Collected data entries →
::::::::

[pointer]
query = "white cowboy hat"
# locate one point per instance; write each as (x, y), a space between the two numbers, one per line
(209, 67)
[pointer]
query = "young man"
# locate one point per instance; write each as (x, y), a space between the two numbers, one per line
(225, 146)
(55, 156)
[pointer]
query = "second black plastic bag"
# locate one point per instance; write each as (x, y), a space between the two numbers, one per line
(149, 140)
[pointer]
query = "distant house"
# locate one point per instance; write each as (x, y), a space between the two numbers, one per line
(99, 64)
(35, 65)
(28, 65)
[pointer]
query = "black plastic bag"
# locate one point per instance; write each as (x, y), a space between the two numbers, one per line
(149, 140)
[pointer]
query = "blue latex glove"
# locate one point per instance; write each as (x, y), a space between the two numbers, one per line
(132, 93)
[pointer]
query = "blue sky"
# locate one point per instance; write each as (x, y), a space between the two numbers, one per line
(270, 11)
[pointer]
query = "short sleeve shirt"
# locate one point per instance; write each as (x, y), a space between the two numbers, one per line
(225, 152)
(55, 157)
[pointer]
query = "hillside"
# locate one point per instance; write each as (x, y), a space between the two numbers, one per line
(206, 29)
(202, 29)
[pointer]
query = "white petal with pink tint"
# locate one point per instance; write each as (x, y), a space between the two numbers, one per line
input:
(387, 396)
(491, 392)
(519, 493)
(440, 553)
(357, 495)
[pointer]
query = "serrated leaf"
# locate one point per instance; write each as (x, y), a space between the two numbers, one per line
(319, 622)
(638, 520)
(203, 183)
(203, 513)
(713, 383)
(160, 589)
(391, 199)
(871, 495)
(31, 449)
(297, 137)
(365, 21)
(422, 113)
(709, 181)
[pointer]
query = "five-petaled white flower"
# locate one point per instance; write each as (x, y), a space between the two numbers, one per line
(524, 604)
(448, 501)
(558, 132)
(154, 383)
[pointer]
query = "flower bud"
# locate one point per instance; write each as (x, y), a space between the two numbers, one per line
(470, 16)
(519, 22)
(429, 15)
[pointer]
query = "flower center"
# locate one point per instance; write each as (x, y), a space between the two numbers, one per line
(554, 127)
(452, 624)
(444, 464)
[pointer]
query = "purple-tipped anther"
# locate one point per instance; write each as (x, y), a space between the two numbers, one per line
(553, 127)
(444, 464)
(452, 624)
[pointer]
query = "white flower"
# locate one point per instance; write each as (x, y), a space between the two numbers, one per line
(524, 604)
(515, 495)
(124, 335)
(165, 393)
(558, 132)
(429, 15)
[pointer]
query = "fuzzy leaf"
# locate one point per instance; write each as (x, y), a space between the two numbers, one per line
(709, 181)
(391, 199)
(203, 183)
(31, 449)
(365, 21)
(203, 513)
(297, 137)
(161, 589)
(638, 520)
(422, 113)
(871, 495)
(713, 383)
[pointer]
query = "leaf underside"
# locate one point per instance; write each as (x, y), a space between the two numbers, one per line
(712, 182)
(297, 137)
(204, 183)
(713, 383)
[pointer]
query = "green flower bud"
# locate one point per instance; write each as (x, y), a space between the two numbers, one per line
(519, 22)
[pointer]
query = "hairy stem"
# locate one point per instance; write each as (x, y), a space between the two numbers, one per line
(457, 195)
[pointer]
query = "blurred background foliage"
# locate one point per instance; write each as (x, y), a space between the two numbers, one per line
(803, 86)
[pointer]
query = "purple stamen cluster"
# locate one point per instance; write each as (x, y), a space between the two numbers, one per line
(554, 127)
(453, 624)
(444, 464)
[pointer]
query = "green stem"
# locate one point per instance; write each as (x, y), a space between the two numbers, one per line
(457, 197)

::::::::

What this task involves →
In the records above, find each line that holds the word "purple"; copy all such lines.

Reply to the task →
query = "purple-tipped anther"
query = "purple stamen cluster"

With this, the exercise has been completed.